IMG-242 NOT PRECEDENTIAL
UNITED STATES COURT OF APPEALS
FOR THE THIRD CIRCUIT
___________
No. 09-2523
___________
XHEMALIJE FRASHERI, NAIL FRASHERI,
and SAJMIR FRASHERI,
Petitioners
v.
ATTORNEY GENERAL OF THE UNITED STATES,
Respondent
____________________________________
On Petition for Review of an Order of the
Board of Immigration Appeals
(Agency Nos. A77-633-751, A77-633-756, A77-633-755)
____________________________________
Submitted Pursuant to Third Circuit LAR 34.1(a)
June 17, 2010
Before: FUENTES, VANASKIE and VAN ANTWERPEN, Circuit Judges
(Opinion filed: June 22, 2010)
___________
OPINION
PER CURIAM
Lead petitioner Xhemalije Frasheri and her two adult sons, Nail and Sajmir
Frasheri,1 who are citizens of Albania, petition for review of a Board of Immigration
Appeals (“BIA”) decision denying their motion to reopen. For the following reasons, we
will deny the petition.
I
Frasheri arrived in the United States as an applicant for admission under the Visa
Waiver Program, and sought asylum, withholding of removal, and protection under the
Convention Against Torture. As grounds for relief, Frasheri alleged that her family was
the target of a “blood feud” perpetrated by another family in Albania. The Immigration
Judge denied relief and the BIA affirmed in December 2002.

= = = = =

**What to work on:**
1) Summarize the opinion excerpt in three sentences.
2) Write out everything in the opinion excerpt from "ATTORNEY GENERAL OF" down to "Circuit LAR 34.1(a)".
The entries have no connection to the opinion excerpt.

(Entries contained in a dataset)
= = = = =

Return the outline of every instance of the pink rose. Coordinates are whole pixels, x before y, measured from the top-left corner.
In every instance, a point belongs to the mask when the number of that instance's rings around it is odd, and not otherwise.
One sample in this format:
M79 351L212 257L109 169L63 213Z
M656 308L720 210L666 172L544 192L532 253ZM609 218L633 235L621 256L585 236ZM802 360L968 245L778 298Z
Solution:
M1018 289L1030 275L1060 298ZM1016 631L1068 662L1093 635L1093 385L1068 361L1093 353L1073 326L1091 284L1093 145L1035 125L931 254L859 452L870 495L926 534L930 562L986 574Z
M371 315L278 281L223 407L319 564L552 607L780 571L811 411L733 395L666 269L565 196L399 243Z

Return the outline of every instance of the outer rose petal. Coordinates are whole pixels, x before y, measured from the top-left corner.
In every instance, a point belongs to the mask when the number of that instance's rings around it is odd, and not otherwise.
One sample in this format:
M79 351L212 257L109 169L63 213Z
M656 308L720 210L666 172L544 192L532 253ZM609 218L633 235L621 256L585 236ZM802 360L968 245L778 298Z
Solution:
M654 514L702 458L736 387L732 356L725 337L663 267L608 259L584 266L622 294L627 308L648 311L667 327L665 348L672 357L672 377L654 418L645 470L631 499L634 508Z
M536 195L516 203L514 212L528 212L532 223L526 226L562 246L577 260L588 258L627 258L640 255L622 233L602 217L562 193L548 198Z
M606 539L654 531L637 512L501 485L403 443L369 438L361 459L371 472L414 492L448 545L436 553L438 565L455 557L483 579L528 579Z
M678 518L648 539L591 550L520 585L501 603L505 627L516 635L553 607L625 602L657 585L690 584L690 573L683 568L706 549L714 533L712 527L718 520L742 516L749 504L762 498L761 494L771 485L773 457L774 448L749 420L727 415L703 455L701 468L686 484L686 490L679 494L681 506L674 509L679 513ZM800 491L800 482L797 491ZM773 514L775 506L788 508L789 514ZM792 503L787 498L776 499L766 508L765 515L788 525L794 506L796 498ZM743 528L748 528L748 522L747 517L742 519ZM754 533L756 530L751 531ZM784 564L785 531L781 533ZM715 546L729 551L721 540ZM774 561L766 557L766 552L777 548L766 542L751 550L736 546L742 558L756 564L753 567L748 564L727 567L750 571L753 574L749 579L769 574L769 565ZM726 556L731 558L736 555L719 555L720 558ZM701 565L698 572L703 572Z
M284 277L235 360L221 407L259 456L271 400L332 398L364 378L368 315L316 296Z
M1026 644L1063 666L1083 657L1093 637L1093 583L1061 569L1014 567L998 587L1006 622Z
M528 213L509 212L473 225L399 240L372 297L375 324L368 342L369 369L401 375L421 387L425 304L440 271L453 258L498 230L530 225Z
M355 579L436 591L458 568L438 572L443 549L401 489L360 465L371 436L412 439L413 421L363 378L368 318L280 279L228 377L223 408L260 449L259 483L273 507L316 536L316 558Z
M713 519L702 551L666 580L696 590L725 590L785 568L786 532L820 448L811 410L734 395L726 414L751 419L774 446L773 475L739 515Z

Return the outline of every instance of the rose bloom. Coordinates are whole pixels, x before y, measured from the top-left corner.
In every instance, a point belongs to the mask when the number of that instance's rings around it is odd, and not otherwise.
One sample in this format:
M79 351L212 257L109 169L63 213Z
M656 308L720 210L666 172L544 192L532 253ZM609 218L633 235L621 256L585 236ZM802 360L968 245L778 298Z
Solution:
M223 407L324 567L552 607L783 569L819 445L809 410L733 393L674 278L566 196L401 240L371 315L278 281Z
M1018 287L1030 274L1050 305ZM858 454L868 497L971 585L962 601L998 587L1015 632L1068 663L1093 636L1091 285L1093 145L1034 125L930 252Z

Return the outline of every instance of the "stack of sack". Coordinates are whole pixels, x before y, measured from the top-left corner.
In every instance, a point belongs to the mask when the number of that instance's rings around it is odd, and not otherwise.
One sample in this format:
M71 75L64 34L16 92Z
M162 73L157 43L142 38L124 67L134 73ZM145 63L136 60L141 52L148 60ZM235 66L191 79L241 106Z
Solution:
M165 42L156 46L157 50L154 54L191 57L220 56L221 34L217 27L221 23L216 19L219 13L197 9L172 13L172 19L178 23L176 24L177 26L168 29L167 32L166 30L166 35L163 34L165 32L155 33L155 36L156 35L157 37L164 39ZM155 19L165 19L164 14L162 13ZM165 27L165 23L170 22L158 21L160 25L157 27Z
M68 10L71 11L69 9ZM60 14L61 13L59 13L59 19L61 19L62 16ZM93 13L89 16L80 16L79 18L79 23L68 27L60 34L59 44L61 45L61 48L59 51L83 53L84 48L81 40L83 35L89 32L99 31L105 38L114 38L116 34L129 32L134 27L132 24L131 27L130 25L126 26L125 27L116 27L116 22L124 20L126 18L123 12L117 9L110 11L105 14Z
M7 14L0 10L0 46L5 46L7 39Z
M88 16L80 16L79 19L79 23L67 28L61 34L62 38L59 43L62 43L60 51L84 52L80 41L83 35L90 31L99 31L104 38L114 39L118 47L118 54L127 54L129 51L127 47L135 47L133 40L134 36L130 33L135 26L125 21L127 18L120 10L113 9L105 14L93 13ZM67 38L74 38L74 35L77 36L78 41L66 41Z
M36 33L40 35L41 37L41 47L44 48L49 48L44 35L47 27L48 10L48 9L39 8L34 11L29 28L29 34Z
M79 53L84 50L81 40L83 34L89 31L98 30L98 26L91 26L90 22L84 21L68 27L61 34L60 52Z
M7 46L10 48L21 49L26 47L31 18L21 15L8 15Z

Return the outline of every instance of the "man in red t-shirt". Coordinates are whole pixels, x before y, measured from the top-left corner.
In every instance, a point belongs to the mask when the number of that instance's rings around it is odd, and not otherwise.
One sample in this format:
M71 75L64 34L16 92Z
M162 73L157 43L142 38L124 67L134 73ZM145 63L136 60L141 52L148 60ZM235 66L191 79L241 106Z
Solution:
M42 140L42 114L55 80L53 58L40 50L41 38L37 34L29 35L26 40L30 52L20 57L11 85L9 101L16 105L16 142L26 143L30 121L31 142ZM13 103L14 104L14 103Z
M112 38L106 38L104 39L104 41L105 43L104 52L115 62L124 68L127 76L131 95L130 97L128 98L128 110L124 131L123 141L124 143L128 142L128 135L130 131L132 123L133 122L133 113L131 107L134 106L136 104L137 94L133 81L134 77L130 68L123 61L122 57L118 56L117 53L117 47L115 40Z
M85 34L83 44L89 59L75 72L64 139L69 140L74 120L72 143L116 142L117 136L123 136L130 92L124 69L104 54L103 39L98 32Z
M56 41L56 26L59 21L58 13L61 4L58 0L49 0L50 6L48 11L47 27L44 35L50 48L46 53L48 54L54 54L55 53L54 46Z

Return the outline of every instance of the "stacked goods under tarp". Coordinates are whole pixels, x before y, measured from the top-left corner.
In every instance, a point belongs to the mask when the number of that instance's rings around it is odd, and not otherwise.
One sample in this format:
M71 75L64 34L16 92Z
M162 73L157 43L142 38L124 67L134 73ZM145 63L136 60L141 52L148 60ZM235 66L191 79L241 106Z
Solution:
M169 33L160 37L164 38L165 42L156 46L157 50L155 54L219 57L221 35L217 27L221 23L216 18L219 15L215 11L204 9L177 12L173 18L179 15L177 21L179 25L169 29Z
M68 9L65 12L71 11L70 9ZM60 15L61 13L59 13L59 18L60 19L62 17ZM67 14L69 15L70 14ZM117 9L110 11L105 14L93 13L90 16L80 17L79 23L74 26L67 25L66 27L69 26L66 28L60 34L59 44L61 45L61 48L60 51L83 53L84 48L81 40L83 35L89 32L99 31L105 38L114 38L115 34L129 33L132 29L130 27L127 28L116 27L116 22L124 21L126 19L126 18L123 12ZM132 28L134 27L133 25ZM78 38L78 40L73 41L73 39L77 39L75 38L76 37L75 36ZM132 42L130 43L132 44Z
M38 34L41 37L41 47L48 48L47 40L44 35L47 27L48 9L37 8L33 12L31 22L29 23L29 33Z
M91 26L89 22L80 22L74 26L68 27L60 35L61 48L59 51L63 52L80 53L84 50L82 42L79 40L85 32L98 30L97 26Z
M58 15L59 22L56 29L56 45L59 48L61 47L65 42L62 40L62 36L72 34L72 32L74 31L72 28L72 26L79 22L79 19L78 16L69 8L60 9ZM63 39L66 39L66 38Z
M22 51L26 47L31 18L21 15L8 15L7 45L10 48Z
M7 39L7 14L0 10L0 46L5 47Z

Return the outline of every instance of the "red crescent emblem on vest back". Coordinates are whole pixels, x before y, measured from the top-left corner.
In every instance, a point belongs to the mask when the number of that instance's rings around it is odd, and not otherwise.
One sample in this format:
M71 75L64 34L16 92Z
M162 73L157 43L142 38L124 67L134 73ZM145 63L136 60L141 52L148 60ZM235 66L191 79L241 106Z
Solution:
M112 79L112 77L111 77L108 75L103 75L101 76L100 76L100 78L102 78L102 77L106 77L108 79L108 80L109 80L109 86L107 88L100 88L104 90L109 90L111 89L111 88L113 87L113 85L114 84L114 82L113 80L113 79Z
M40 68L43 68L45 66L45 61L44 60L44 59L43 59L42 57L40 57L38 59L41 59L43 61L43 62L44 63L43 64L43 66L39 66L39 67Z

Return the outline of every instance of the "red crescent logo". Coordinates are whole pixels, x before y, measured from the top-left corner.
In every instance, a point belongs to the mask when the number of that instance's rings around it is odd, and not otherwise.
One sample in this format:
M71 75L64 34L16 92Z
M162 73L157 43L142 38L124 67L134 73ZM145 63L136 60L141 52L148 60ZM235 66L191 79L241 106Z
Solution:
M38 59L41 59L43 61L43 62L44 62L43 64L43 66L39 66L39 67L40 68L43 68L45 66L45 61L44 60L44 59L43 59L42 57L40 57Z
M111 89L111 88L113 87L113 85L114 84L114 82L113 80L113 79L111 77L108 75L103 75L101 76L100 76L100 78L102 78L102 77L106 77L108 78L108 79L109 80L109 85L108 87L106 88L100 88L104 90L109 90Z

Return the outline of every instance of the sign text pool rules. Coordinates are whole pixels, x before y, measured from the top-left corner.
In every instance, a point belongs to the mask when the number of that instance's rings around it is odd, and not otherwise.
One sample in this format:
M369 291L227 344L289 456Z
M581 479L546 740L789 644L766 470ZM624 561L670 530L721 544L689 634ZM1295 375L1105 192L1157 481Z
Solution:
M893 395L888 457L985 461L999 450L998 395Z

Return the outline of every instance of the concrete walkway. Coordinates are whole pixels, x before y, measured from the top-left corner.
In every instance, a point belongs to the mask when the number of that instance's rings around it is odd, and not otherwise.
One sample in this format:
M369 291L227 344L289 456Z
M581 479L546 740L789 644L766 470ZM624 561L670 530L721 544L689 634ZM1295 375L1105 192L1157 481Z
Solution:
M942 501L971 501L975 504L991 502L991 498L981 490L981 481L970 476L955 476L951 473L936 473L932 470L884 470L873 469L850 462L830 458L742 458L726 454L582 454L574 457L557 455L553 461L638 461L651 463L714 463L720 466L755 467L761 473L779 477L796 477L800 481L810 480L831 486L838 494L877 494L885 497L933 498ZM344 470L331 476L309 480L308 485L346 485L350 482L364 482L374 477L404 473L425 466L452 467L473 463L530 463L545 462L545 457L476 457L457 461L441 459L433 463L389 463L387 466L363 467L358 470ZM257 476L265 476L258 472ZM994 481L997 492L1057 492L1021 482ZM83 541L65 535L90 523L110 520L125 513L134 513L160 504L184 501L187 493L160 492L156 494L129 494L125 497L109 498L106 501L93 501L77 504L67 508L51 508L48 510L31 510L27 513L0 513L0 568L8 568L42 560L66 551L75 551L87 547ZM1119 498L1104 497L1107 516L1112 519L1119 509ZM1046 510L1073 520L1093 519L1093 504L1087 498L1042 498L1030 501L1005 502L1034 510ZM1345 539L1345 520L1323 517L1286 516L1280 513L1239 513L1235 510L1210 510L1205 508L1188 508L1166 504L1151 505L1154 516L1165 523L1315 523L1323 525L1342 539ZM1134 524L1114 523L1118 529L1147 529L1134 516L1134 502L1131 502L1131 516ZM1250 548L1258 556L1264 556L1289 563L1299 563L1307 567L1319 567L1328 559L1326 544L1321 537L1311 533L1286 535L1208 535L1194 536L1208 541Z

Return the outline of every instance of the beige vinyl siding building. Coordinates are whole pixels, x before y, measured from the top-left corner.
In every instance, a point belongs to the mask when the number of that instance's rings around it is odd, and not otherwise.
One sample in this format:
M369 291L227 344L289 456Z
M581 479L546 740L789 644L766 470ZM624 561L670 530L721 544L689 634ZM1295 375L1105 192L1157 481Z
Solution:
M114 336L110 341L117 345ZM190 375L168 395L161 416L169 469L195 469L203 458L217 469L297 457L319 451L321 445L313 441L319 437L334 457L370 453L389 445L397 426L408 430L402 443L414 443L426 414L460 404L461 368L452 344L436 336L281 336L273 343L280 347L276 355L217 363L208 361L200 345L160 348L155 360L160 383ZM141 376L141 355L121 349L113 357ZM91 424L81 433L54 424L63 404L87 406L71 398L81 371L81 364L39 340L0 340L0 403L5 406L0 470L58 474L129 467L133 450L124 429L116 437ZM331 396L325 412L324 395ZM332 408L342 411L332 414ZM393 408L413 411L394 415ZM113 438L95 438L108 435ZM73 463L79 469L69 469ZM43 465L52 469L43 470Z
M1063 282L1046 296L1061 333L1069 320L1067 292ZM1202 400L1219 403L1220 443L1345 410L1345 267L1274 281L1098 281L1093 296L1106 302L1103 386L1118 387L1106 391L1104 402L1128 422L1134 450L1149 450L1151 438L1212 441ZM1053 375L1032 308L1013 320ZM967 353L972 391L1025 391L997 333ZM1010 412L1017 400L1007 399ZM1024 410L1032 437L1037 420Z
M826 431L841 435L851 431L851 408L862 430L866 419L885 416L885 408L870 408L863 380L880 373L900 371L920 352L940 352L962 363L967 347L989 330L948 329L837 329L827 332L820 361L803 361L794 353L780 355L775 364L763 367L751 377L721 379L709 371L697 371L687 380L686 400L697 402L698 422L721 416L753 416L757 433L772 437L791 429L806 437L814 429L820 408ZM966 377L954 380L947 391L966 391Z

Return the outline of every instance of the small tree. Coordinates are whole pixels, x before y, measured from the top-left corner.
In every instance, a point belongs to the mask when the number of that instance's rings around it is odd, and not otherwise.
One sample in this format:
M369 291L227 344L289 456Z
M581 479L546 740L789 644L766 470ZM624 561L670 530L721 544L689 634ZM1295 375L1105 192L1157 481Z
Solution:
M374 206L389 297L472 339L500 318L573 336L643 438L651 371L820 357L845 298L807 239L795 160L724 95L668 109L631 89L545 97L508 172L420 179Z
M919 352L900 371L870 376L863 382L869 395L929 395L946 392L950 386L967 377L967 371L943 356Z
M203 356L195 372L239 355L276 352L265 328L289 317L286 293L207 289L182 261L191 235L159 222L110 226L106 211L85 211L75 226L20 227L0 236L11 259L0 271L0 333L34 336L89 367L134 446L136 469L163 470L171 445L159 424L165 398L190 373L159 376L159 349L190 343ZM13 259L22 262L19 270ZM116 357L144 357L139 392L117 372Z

= = = = =

**Response list:**
1) Xhemalije Frasheri and her two adult sons, Nail and Sajmir Frasheri, who are citizens of Albania, petitioned for review of a Board of Immigration Appeals decision denying their motion to reopen, and the court stated it would deny the petition. Frasheri had arrived in the United States as an applicant for admission under the Visa Waiver Program and sought asylum, withholding of removal, and protection under the Convention Against Torture, alleging that her family was the target of a "blood feud" perpetrated by another family in Albania. The Immigration Judge denied relief, and the BIA affirmed in December 2002.

2)
ATTORNEY GENERAL OF THE UNITED STATES,
Respondent
____________________________________
On Petition for Review of an Order of the
Board of Immigration Appeals
(Agency Nos. A77-633-751, A77-633-756, A77-633-755)
____________________________________
Submitted Pursuant to Third Circuit LAR 34.1(a)